Data excerpts ->

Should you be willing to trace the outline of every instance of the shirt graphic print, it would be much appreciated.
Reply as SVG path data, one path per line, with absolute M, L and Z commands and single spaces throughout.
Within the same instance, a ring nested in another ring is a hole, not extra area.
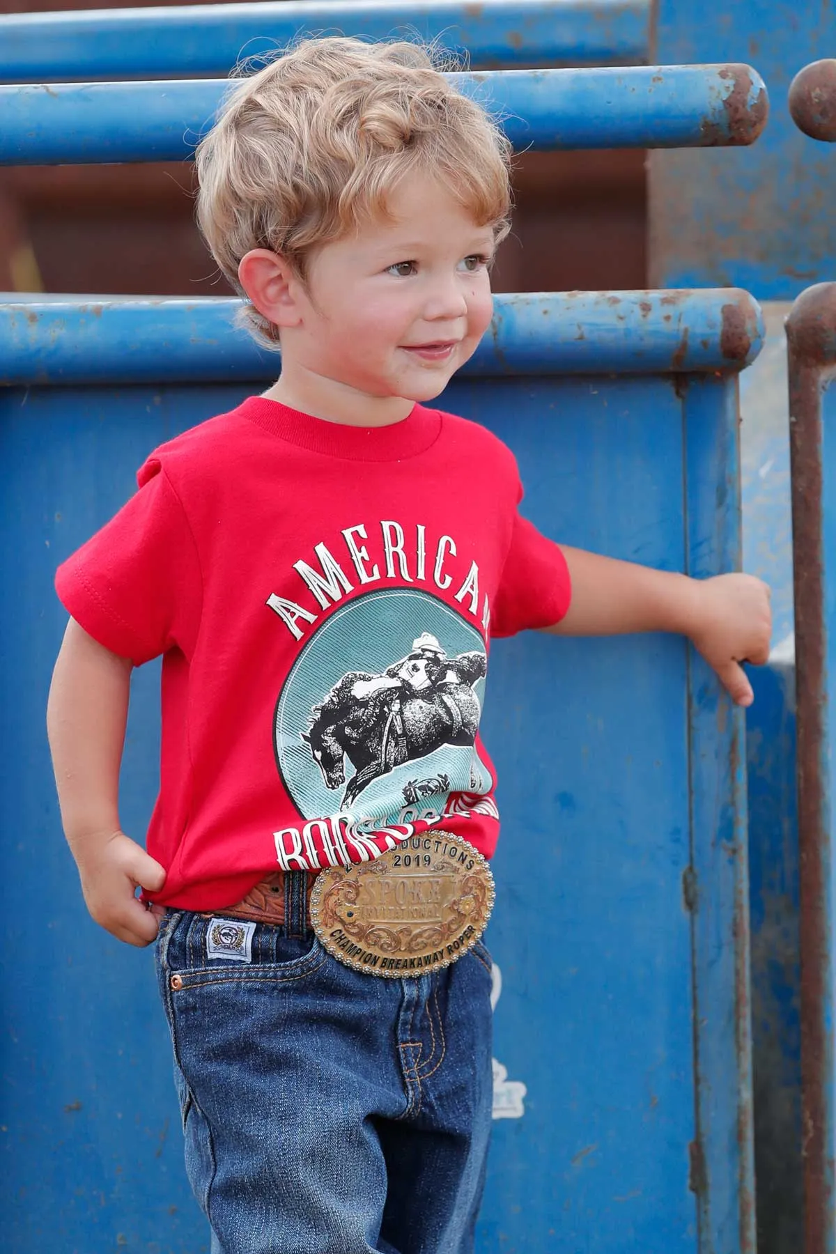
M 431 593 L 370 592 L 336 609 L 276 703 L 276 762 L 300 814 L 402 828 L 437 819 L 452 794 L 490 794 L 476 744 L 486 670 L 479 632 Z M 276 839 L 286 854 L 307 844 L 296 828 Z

* * *

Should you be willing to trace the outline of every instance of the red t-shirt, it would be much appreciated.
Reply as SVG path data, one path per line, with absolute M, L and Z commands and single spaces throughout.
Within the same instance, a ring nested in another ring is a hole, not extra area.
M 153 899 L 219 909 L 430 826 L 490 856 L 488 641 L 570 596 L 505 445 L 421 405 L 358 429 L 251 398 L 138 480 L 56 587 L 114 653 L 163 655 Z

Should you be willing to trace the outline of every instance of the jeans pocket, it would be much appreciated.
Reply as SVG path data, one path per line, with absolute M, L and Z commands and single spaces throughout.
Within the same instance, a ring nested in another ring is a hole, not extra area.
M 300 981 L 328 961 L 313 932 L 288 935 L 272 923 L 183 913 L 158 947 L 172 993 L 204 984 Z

* * *

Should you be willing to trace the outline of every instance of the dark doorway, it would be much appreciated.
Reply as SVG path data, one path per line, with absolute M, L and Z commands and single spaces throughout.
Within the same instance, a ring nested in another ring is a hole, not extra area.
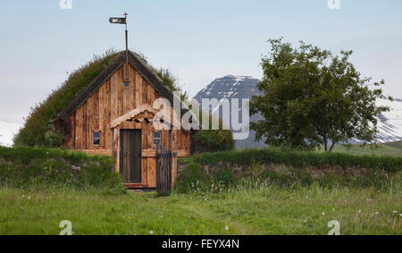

Problem to work on ->
Copy out the records word for word, from the line with "print, it would be much appreciated." up to and including the line with "M 431 593 L". Leave the pictures out of your answer.

Finished answer ->
Should you be willing to trace the outline of every instance of the shirt graphic print, it would be much appreciated.
Reply as SVG path data, one path per line, with absolute M, L and Z commands and single spaces throughout.
Within the same instance, a ring nested in another ring is a hole, not extra area.
M 431 593 L 370 592 L 336 609 L 276 703 L 276 762 L 300 814 L 402 828 L 437 819 L 452 794 L 490 794 L 476 744 L 486 670 L 479 632 Z M 276 839 L 286 854 L 307 844 L 296 828 Z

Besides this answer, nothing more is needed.